Tarefa 1
Cite todas as pessoas mencionadas pelo nome no corpo da matéria sobre a política econômica de Lula, sem contar a linha de publicação.
Tarefa 2
Prossiga com a matéria sobre a política econômica de Lula a partir da última frase apresentada.

Poder
Rentismo sente cheiro de sangue e quer ditar a política econômica de Lula
Publicado em 09/05/2023 10:25 - Paulo Nogueira Batista Jr. (DCM), Josias de Souza (UOL), Tiago Pereira (RBA), Wellton Máximo (Abr) - Edição Semana On
Clique aqui e contribua para um jornalismo livre e financiado pelos seus próprios leitores.
O presidente Lula indicou o economista Gabriel Galípolo para a Diretoria de Política Monetária do Banco Central. Foi como se sinalizasse para o neto de Roberto Campos que sua renúncia —agora ou a qualquer hora— seria bem-vinda. Como o Banco Central dispõe de autonomia legal e o mandato de Roberto Campos Neto, atual chefe da instituição, só termina em dezembro de 2024.
Egresso do mercado financeiro, Galípolo excedeu as expectativas como secretário-geral do Ministério da Fazenda. Agregou ao preparo técnico uma insuspeitada habilidade política. Cativou Lula. Transita bem no Congresso. Relaciona-se civilizadamente com o próprio Campos Neto.
O presidente Lula tem feito críticas sempre pertinentes, quase sempre certeiras, à política de juros do Banco Central. O ministro Haddad há algum tempo vem pedindo harmonia entre as políticas monetária e fiscal. Faz todo sentido. O termo mais usado na literatura é coordenação fiscal-monetária. Em todos os países razoavelmente organizados, mesmo um BC autônomo se vê obrigado a coordenar as suas ações com as do Tesouro. Isso significa não só a troca regular de informações entre as duas instâncias, mas o cuidado de levar em conta as ações da outra parte na definição e implementação das suas. Se há alguma prevalência, esta é das autoridades fiscais, que representam o governo eleito. Em alguns países, o Tesouro tem até mesmo representação formal nos comitês que definem a política monetária.

Dados registrados
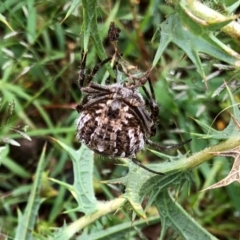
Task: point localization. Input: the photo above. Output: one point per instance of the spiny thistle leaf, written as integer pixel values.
(139, 183)
(82, 189)
(233, 175)
(232, 129)
(177, 30)
(174, 216)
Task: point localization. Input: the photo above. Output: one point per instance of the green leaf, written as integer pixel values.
(3, 19)
(232, 129)
(174, 216)
(139, 182)
(180, 32)
(74, 4)
(82, 189)
(27, 221)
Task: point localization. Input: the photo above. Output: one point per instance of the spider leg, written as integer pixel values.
(108, 80)
(82, 70)
(96, 68)
(153, 106)
(167, 147)
(134, 160)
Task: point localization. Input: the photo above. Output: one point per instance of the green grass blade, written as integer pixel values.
(27, 221)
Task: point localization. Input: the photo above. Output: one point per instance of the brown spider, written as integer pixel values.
(115, 120)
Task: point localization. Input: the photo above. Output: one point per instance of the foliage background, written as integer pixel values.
(39, 63)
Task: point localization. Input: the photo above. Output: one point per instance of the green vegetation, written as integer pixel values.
(51, 187)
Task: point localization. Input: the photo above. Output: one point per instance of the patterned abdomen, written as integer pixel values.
(110, 129)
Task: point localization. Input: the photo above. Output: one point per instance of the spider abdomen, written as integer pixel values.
(111, 128)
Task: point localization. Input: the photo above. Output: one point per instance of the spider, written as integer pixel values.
(115, 120)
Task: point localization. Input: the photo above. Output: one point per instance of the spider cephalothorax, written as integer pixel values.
(115, 120)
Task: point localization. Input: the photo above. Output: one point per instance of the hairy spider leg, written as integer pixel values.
(108, 80)
(154, 114)
(96, 69)
(82, 70)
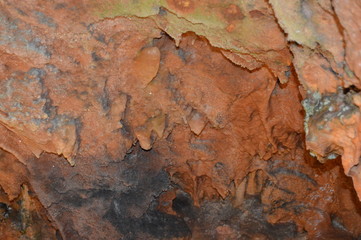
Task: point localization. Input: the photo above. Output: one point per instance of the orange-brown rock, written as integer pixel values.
(180, 119)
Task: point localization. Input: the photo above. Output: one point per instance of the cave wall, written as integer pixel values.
(179, 119)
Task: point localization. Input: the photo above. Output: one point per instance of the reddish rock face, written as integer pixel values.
(110, 129)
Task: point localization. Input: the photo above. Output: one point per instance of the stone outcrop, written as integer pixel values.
(180, 119)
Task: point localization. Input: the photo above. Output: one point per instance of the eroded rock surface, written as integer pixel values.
(179, 119)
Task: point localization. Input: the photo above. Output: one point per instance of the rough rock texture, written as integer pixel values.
(179, 119)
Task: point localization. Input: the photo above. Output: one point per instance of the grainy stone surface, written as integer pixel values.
(179, 119)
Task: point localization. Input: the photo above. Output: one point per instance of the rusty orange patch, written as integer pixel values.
(256, 14)
(183, 6)
(232, 13)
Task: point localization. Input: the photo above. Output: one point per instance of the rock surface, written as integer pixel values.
(180, 119)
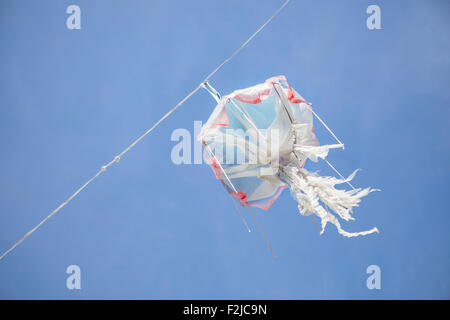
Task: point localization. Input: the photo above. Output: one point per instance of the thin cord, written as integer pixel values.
(117, 158)
(335, 170)
(329, 130)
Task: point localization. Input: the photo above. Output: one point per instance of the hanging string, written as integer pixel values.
(118, 157)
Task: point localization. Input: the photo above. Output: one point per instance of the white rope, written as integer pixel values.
(117, 158)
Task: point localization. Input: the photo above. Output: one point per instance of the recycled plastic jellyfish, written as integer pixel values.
(257, 141)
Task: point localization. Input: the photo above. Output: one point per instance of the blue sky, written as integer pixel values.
(70, 100)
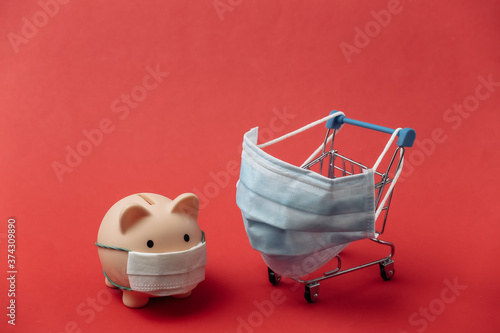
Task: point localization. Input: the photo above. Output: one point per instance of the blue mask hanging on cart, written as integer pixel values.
(298, 219)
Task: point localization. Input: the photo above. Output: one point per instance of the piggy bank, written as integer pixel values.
(150, 246)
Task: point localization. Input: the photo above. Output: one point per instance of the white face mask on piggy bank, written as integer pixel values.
(150, 246)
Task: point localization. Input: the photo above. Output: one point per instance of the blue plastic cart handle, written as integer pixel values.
(406, 135)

Sua resposta 1
Lula, Gabriel Galípolo, Roberto Campos, Roberto Campos Neto e Haddad.

Sua resposta 2
O ministro Haddad, a bem da verdade, não se limita a lançar apelos públicos em prol da harmonia. Vem fazendo o possível para aplacar o BC e, mais importante, a base social da autoridade monetária – a Faria Lima, também conhecida como turma da bufunfa. Não é fácil, leitor, mas o Ministro da Fazenda se esforça. Em janeiro, anunciou um pacote de ajuste fiscal. Em seguida, abandou ou postergou o aumento das metas de inflação, aceitando os argumentos do BC de que isso seria contraproducente. Em abril, anunciou um “arcabouço fiscal” com travas ao gasto público, na esperança de convencer o BC de que o risco fiscal será pequeno daqui para a frente.
Haddad deu sinais, além disso, de que pretende negociar com o presidente do BC os nomes dos dois novos integrantes da diretoria da instituição. Pela lei de autonomia, é prerrogativa do Presidente da República nomear agora dois dos nove integrantes da diretoria do BC e do Copom. Os mandatos de dois diretores venceram em final de fevereiro e o governo, não se sabe bem por que, ainda não indicou os substitutos. No momento em que escrevo, início de maio, as indicações continuam pendentes. Se dependesse apenas da Fazenda, os nomes seriam submetidos à aprovação de Roberto Campos Neto. Não quero ser injusto, mas é a impressão que a Fazenda está passando. Na verdade, o próprio ministro deu declarações nesse sentido há algum tempo. É mais do que apenas impressão, portanto.
Banco Central, um Quarto Poder
Os apelos de Haddad em favor da harmonização têm caído no vazio até agora. É que o comando do BC vê a proposta como tentativa velada de suprimir ou condicionar a sua sacrossanta autonomia. O BC brasileiro tem a pretensão extravagante, tudo indica, de definir os seus passos sem considerar a política do Tesouro.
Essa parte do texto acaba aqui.